Excerpt provided –

Another day, another Foodbank story - this time, a local newspaper splashing a headline that the police 'Give Criminals Free Food' all over its front page and billboards, with the result that the scheme under scrutiny is suspended by the local Police Commissioner, the story makes the 'nationals' and TV and the trolls come out to play.  The background to this story - that since March, seven vouchers for the local foodbank, each worth three days' food, had been given out by the police, apparently to people caught shop-lifting due to hunger.  That's barely one a month, so hardly an incentive to adopt a life of crime, but it's a sad sign of the times that anyone should be forced to steal simply to feed themselves, and a pretty clear indication that these people aren't hardened criminals if the police are moved to find them a square meal rather than the inside of a prison cell. 

The worry has to be that the negative headlines will put people off donating - one commenter on the paper's website claimed that s/he had been about to set up a monthly donation to the foodbank, but changed their mind on reading the story.  I suspect that comment was simply hot air from a regular grumbler, but it will give some people pause for thought when they see a collection being made and someone with no food will spend another day hungry as a consequence, or may feel driven to theft or other crime.

What to do –
1. In the foodbank passage, write out the text from "The worry has" up to and including "or other crime.".
2. According to the foodbank passage, how many foodbank vouchers had the police given out since March?
3. Carry on the foodbank passage from its final sentence.

Information provided –
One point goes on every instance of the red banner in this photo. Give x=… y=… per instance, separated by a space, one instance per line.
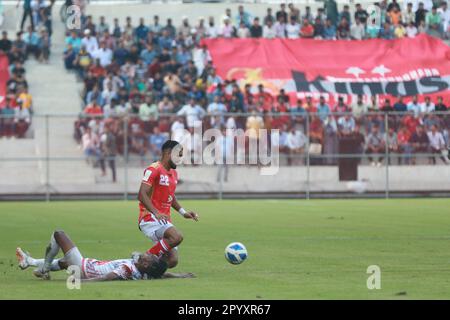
x=405 y=67
x=4 y=77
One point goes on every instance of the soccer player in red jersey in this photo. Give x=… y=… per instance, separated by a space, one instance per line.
x=156 y=197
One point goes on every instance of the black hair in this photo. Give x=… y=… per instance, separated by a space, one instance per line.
x=169 y=145
x=157 y=269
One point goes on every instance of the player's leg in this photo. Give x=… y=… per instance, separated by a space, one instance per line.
x=171 y=258
x=164 y=236
x=170 y=238
x=25 y=260
x=59 y=240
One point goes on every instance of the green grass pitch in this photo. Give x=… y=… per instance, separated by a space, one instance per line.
x=298 y=249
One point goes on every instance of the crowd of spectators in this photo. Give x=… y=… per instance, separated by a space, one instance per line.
x=145 y=82
x=17 y=109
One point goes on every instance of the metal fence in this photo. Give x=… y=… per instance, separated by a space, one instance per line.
x=319 y=154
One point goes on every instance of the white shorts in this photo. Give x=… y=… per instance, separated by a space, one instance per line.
x=154 y=230
x=73 y=258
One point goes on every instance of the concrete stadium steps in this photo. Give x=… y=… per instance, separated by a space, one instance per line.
x=54 y=91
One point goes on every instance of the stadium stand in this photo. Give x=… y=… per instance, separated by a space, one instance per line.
x=159 y=76
x=17 y=107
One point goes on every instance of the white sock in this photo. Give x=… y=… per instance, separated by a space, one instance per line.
x=40 y=263
x=50 y=253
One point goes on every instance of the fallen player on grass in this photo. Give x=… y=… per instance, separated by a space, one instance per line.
x=140 y=267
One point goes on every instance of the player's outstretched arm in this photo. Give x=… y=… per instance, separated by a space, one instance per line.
x=170 y=275
x=107 y=277
x=187 y=214
x=144 y=196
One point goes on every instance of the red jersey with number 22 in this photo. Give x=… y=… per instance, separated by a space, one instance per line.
x=164 y=183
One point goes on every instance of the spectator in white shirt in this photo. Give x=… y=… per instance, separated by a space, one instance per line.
x=227 y=29
x=243 y=32
x=177 y=129
x=357 y=30
x=444 y=12
x=108 y=94
x=212 y=31
x=437 y=143
x=346 y=125
x=409 y=15
x=427 y=106
x=280 y=28
x=269 y=31
x=91 y=145
x=104 y=54
x=411 y=30
x=296 y=142
x=293 y=30
x=193 y=113
x=216 y=111
x=414 y=4
x=89 y=42
x=414 y=106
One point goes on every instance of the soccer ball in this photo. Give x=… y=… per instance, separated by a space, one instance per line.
x=236 y=253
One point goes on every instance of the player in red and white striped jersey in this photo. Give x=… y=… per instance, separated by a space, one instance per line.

Answers by task –
1.
The worry has to be that the negative headlines will put people off donating - one commenter on the paper's website claimed that s/he had been about to set up a monthly donation to the foodbank, but changed their mind on reading the story.  I suspect that comment was simply hot air from a regular grumbler, but it will give some people pause for thought when they see a collection being made and someone with no food will spend another day hungry as a consequence, or may feel driven to theft or other crime.

2. Seven vouchers, each worth three days' food.

3.
Bad journalism suggesting that a compassionate scheme encouraged shop-lifting won't stop desperate, hungry people from stealing food for themselves and their families; the threat of hanging or transportation didn't do that, and sadly it's unlikely that even the most well-provisioned foodbank will achieve that either, when benefit cuts are leaving single people and families without the bare minimum they need to live on.  And demand has soared during the summer holidays according to this disturbing article from the Independent: 

http://www.independent.co.uk/news/uk/home-news/summer-of-hunger-huge-rise-in-food-bank-use-as-demand-linked-to-welfare-reform-8755101.html?origin=internalSearch

The comment late in the item from the DWP stating that they do not believe the rising demand for foodbank provisions is linked to the 'welfare reform' process is demonstrably untrue, if only because a specific piece of that reform - the dismantling of the discretionary element of the Social Fund and the devolving of its remit to help people in crisis situations to Local Authorities - has led very directly and deliberately to a rise in referrals to foodbanks.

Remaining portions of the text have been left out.